━━━━━ Selection

= 1979 in rail transport =

==Events==
===January===
- January - An electrical fire erupts aboard a Bay Area Rapid Transit (BART) train traveling in the transbay tube; the fire kills one firefighter and closes the system for more than two months.

=== February ===
- February 1 - The Southern Railway's Southern Crescent becomes Amtrak's Crescent as Southern discontinues independent passenger train service.
- February 10 – The Philippine National Railways opens its Dagupan Express service on the PNR North Main Line.
- February 26 - The Superliner railcar enters revenue service with Amtrak.

===March===
- March - Rio de Janeiro Metro in Brazil begins operation.
- March 17 - Penmanshiel Tunnel on British Rail collapses during reconstruction, killing two workers.

===April===
- April 16 - The Paisley Gilmour Street rail accident kills seven people in near Paisley Gilmour Street railway station in Scotland when an Inverclyde Line service from Glasgow Central to Wemyss Bay collided head-on with an Ayrshire Coast Line special service from Ayr. Seven people were killed.

===May===
- May 1 - The Jubilee line on the London Underground opens between Stanmore and Charing Cross.

━━━━━━━━━━
━━━━━ Raw records

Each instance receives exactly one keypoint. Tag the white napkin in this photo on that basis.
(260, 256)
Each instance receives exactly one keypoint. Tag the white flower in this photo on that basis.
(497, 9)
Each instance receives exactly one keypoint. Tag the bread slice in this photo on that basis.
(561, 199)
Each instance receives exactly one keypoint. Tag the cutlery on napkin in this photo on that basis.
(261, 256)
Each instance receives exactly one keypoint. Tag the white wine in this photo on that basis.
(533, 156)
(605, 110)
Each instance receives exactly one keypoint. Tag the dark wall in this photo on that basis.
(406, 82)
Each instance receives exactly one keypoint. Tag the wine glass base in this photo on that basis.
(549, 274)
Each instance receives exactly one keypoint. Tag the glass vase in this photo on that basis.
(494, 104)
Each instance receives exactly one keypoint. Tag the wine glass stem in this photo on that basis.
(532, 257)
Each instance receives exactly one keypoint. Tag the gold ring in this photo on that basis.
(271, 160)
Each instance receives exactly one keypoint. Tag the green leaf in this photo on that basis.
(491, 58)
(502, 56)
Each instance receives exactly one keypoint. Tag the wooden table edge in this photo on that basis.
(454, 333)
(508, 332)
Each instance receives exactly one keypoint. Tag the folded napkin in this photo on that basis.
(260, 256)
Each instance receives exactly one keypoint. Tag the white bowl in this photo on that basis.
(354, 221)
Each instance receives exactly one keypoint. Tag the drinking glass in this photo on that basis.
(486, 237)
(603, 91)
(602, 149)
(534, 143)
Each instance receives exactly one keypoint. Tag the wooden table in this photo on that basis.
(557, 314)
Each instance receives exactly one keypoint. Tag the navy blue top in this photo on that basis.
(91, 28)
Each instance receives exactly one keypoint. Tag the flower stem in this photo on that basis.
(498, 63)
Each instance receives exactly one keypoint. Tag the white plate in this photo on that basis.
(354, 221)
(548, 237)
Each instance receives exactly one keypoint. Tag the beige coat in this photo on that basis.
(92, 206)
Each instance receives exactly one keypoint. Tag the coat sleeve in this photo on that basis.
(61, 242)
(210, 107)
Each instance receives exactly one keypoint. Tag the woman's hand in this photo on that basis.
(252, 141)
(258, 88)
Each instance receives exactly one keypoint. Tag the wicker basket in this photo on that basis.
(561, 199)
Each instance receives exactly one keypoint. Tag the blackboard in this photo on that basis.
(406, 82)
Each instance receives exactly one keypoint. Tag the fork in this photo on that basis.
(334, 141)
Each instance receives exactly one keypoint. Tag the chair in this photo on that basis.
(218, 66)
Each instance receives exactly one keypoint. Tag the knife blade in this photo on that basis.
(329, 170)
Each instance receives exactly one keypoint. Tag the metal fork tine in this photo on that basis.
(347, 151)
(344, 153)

━━━━━━━━━━

Exercise 1
List every line of the records that contains the word "wooden", treating uppercase and lowercase as different.
Exercise 2
Carry on the 1979 rail timeline, starting right after its last entry.
The 1979 rail timeline and the records have no connection to each other.

Reply 1
Each instance receives exactly one keypoint. Tag the wooden table edge in this photo on that basis.
Each instance receives exactly one keypoint. Tag the wooden table in this photo on that basis.

Reply 2
===June===
- June 23 - New South Wales Premier Neville Wran officially opens the Eastern Suburbs Railway in Sydney. It operates as a shuttle between Central & Bondi Junction until full integration with the Illawarra Line during 1980.
- June 30 - MARTA's rail transit system opens in Atlanta, Georgia as its first train operates on the East Line between Avondale and Five Points Station. It also marks the start of MARTA's combined bus and rail service.

=== July ===
- July 1 - The former Nickey line junction with the Midland Main Line at Harpenden Junction is severed.

=== August ===
- August 20 - San Diego's Metropolitan Transit Development Board (MTDB) purchases the San Diego and Arizona Eastern Railway Company in restored condition for $18.1 million.
- August 20 - The East Coast Main Line rail route between England and Scotland is restored when the Penmanshiel Diversion opens.
- August 29 - Bangor and Aroostook Railroad discontinues hauling potatoes; it was for this business that the railroad painted many of their boxcars in a distinctive red, white and blue "State of Maine" livery.

===September===
- September 8 - Restored Nickel Plate 765 is unveiled.
- September 27 - The Lenk branch of the metre gauge Montreux–Oberland Bernois railway in Switzerland is reopened after a complete rebuilding.

===October===
- October 1
  - Hong Kong's first MTR line, the Kwun Tong line from Shek Kip Mei to Kwun Tong, is opened.
  - The permanent building at Amtrak's Dearborn, Michigan station opens.
- October 6, 8, and 9 - Amtrak discontinues the North Coast Hiawatha (October 6), Lone Star (October 8), and Floridian (October 9) passenger trains.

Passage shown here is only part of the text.